> _Document segment_
There is practical value from single-show models as well. Advertisers and campaigns can use these models to identify the shows with predictive signals to guide their targeting strategies. Hence we simply let each of the 547 TV programs construct an independent decision tree model (i.e., single-show model) for the 2012 election at the state level using the two measures explained in the Program Watch Measures in Political Divisions section (i.e., MPV and POFs). At the state level (N = 49, base rate = 53%), we extract the accuracy of each TV program tree using leave-one-out cross-validation.

> _Rows from a segmentation dataset_
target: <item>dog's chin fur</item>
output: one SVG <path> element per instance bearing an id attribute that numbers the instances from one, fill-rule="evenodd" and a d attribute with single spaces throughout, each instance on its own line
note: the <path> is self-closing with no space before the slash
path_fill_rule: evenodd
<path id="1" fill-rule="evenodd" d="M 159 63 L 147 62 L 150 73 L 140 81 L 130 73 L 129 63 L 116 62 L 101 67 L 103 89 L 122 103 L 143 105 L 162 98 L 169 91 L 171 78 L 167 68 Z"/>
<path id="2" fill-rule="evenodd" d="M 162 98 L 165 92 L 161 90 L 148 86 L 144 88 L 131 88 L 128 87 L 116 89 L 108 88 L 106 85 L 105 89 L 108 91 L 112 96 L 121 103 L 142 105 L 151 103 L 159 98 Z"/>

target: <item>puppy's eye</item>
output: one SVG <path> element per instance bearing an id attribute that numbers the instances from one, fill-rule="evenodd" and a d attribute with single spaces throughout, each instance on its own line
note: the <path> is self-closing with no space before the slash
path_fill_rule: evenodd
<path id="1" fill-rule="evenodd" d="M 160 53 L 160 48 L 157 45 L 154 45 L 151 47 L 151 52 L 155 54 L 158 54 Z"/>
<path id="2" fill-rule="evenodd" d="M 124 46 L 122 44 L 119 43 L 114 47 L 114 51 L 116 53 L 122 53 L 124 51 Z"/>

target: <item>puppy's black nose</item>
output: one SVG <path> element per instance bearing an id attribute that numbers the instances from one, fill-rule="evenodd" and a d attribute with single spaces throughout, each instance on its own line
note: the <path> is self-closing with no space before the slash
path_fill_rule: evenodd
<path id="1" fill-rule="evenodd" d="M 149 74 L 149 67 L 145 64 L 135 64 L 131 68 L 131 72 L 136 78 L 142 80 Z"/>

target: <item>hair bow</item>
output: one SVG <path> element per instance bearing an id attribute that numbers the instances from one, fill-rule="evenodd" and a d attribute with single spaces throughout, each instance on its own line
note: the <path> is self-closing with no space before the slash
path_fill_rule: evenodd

> _What to work on_
**1)** According to the passage on single-show models, which method is used to extract the accuracy of each TV program tree?
**2)** From the passage on single-show models, return the text between "There is practical" and "using leave-one-out cross-validation.", inclusive.

> _Answers by task_
**1)** Leave-one-out cross-validation.

**2)**
There is practical value from single-show models as well. Advertisers and campaigns can use these models to identify the shows with predictive signals to guide their targeting strategies. Hence we simply let each of the 547 TV programs construct an independent decision tree model (i.e., single-show model) for the 2012 election at the state level using the two measures explained in the Program Watch Measures in Political Divisions section (i.e., MPV and POFs). At the state level (N = 49, base rate = 53%), we extract the accuracy of each TV program tree using leave-one-out cross-validation.